### REQUIREMENT 1
Tally the lines of the records that contain the string "bird", treating upper and lower case as different, and reply with the number alone.

### TEXT TO READ
══════════════════════════════

Example 2: Podcast with Perfect Voice/Music Balance

# Intro music (full volume initially)
audio_1_volume: 2.0        # 200% - prominent intro
audio_1_start_time: 0.0
audio_1_fade_out: 2.0      # Fade as voice comes in

# Voice narration (louder than music)
audio_2_volume: 2.5        # 250% - 25% louder than music
audio_2_start_time: 3.0    # Start at 3 seconds
audio_2_fade_in: 1.0

# Transition sound (moderate level)
audio_3_volume: 1.0        # 100% - audible but not overwhelming
audio_3_start_time: 10.0

# Master settings - no normalization for exact control
master_volume: 1.8         # 180% boost
normalization_mode: "off"  # Preserve exact relationships

Example 3: Gaming Content with SFX Hierarchy

# Game audio/commentary
audio_1_volume: 1.8        # 180% - main content
audio_1_start_time: 0.0

# Background music (much quieter)
audio_2_volume: 0.36       # 36% - exactly 1/5 of main audio
audio_2_start_time: 0.0

# Achievement sound (prominent but not overwhelming)
audio_3_volume: 1.35       # 135% - 3/4 of main audio level
audio_3_start_time: 15.5

# Victory sound (loudest effect)
audio_4_volume: 2.25       # 225% - 25% louder than main
audio_4_start_time: 28.0

# Master settings
master_volume: 1.5         # 150% overall
normalization_mode: "smart_normalize"  # Boost if too quiet
pre_gain_boost: 1.2        # 120% - slight extra boost

🔧 Output Information

`mixed_audio`

The final mixed audio in ComfyUI’s native audio format, ready to connect to video nodes or audio export nodes.

`mix_info` (JSON)

══════════════════════════════

### AVAILABLE RECORDS
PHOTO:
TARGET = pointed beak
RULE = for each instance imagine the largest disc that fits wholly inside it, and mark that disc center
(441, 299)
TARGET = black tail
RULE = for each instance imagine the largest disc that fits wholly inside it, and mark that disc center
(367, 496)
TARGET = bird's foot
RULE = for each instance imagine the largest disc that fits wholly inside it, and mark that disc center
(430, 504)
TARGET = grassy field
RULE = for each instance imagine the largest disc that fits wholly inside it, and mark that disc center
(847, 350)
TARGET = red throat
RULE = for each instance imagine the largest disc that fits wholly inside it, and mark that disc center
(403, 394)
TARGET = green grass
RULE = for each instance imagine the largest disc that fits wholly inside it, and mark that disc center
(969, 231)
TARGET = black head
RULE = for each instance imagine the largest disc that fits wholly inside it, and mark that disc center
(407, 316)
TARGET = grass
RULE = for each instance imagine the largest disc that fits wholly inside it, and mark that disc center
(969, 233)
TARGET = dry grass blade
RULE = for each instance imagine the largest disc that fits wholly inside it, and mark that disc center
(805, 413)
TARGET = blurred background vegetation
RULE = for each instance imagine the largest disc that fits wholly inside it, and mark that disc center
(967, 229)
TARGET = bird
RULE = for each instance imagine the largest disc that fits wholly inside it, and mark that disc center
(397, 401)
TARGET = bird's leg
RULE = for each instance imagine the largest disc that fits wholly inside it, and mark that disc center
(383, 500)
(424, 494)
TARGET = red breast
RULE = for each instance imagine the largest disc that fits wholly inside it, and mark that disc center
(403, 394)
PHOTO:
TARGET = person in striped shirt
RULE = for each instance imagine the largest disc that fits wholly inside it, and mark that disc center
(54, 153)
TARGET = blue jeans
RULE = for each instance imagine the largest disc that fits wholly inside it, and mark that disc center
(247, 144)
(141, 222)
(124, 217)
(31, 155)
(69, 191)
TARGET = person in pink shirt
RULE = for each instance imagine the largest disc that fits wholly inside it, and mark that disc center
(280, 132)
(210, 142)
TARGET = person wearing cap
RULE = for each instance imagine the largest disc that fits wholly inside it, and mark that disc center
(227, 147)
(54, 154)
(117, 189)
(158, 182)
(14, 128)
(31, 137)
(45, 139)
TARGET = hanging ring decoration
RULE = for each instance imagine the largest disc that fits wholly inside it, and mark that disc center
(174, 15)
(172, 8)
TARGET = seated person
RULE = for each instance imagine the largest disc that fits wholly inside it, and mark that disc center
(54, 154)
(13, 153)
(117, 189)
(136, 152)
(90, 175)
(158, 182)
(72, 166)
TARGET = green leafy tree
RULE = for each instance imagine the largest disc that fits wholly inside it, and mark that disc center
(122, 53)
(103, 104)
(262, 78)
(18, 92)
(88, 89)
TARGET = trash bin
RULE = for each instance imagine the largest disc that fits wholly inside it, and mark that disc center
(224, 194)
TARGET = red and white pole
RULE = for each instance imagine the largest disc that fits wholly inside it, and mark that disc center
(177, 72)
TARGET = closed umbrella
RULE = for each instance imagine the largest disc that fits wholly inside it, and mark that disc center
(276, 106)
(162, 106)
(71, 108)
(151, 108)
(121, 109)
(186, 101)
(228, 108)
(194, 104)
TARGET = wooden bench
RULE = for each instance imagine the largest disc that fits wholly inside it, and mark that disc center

══════════════════════════════

### REQUIREMENT 2
In the audio mixing text, at what time does the voice narration start in the podcast example?

### WRITTEN ANSWER 1
3

### WRITTEN ANSWER 2
At 3 seconds.